>> Start EXERCISE DATA

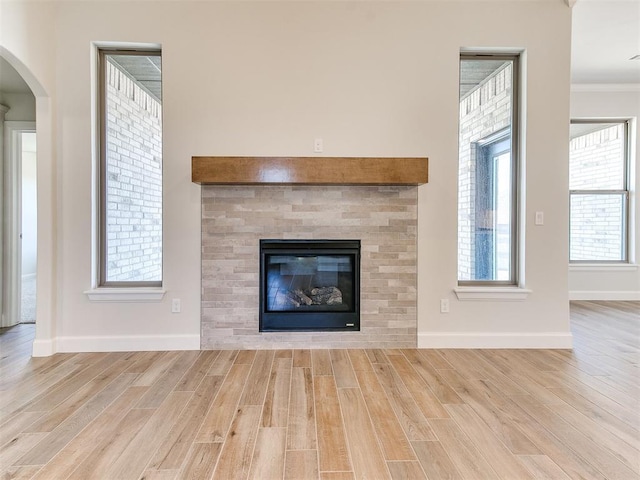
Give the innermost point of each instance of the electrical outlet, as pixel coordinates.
(176, 305)
(444, 305)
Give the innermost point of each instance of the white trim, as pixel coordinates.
(613, 295)
(129, 343)
(492, 293)
(43, 348)
(134, 294)
(603, 267)
(605, 87)
(495, 340)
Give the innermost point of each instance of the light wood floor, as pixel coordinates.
(329, 414)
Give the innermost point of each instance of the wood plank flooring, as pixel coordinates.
(329, 414)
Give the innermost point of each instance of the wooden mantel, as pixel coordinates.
(309, 170)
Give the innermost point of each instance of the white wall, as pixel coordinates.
(592, 282)
(266, 78)
(29, 209)
(22, 106)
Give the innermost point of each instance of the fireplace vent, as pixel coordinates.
(309, 285)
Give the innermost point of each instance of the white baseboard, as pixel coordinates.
(43, 348)
(128, 343)
(562, 340)
(620, 295)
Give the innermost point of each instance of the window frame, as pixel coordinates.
(624, 192)
(515, 279)
(102, 282)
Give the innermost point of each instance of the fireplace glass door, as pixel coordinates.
(309, 285)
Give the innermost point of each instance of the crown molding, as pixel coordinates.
(605, 87)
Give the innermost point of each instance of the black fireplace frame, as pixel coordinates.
(309, 321)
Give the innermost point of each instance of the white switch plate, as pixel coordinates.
(444, 305)
(175, 305)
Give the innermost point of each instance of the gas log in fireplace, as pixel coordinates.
(309, 285)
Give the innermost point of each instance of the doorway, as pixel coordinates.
(29, 228)
(20, 235)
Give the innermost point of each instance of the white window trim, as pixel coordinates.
(125, 295)
(603, 267)
(489, 293)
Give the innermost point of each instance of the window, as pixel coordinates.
(488, 170)
(599, 191)
(130, 226)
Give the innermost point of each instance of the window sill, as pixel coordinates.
(603, 267)
(492, 293)
(131, 295)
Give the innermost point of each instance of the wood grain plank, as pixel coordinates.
(177, 442)
(366, 457)
(332, 445)
(275, 410)
(585, 447)
(72, 426)
(302, 358)
(342, 369)
(201, 461)
(542, 467)
(463, 453)
(406, 470)
(93, 438)
(419, 390)
(487, 405)
(413, 422)
(18, 447)
(394, 443)
(504, 463)
(435, 461)
(269, 454)
(256, 386)
(235, 458)
(302, 421)
(359, 360)
(192, 378)
(304, 170)
(156, 369)
(321, 361)
(218, 419)
(301, 465)
(109, 448)
(161, 388)
(133, 460)
(435, 382)
(223, 362)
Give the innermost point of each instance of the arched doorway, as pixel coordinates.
(25, 115)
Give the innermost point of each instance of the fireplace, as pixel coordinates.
(309, 285)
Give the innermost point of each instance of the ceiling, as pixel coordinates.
(606, 34)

>> End EXERCISE DATA

Arrange every line of the entries above as a numbered list, skipping blank lines and leaving the pictures out.

◆ **REPLY**:
1. Give the innermost point of each instance of the electrical outlet, as pixel coordinates.
2. (176, 305)
3. (444, 305)
4. Give the innermost point of each instance of the white trim, as pixel coordinates.
5. (613, 295)
6. (129, 343)
7. (492, 293)
8. (43, 348)
9. (134, 294)
10. (603, 267)
11. (605, 87)
12. (495, 340)
13. Give the innermost point of each instance of the light wood floor, as pixel coordinates.
14. (329, 414)
15. Give the innermost point of each instance of the wood plank flooring, as pixel coordinates.
16. (329, 414)
17. Give the innermost point of each instance of the wooden mantel, as pixel coordinates.
18. (309, 170)
19. Give the innermost point of each instance of the white wall, as pixel coordinates.
20. (592, 282)
21. (266, 78)
22. (29, 209)
23. (22, 106)
24. Give the innermost point of each instance of the fireplace vent, as pixel coordinates.
25. (309, 285)
26. Give the innermost point of each instance of the white baseboard, as pixel coordinates.
27. (43, 348)
28. (128, 343)
29. (562, 340)
30. (620, 295)
31. Give the innermost point of each instance of the window frame, as pixel coordinates.
32. (624, 192)
33. (515, 279)
34. (102, 282)
35. Give the innermost point of each instance of the fireplace glass door, as pixel coordinates.
36. (309, 285)
37. Give the innermost point of each instance of the crown molding, as pixel coordinates.
38. (605, 87)
39. Give the innermost point of each instance of the black fireplace frame, as pixel coordinates.
40. (309, 321)
41. Give the innermost point of each instance of the white switch plate, as pixel coordinates.
42. (444, 305)
43. (175, 305)
44. Give the innermost point of each instance of the gas log in fireplace, as pixel coordinates.
45. (309, 285)
46. Give the innermost point of each instance of the doorway, as pixel coordinates.
47. (29, 228)
48. (20, 235)
49. Give the innermost point of each instance of the white window trim, as pixel coordinates.
50. (125, 295)
51. (603, 267)
52. (489, 293)
53. Give the innermost point of each instance of the window, as pixel coordinates.
54. (488, 170)
55. (599, 191)
56. (130, 226)
57. Give the innermost point of each instance of the window sill, as pixel coordinates.
58. (603, 267)
59. (492, 293)
60. (131, 295)
61. Give the innermost point of each instance of the wood grain plank, as pixel coordinates.
62. (177, 442)
63. (366, 457)
64. (332, 445)
65. (275, 410)
66. (585, 447)
67. (72, 426)
68. (302, 358)
69. (342, 369)
70. (201, 461)
71. (542, 467)
72. (463, 453)
73. (406, 470)
74. (93, 438)
75. (419, 390)
76. (487, 405)
77. (413, 422)
78. (18, 447)
79. (394, 443)
80. (504, 463)
81. (435, 461)
82. (269, 454)
83. (256, 386)
84. (235, 458)
85. (302, 421)
86. (359, 360)
87. (192, 378)
88. (304, 170)
89. (156, 369)
90. (321, 361)
91. (218, 419)
92. (301, 465)
93. (109, 448)
94. (161, 388)
95. (133, 460)
96. (435, 382)
97. (223, 362)
98. Give the innermost point of each instance of the arched doorway, as pixel coordinates.
99. (25, 115)
100. Give the innermost point of each instance of the fireplace, as pixel coordinates.
101. (309, 285)
102. Give the innermost point of each instance of the ceiling, as pixel coordinates.
103. (606, 34)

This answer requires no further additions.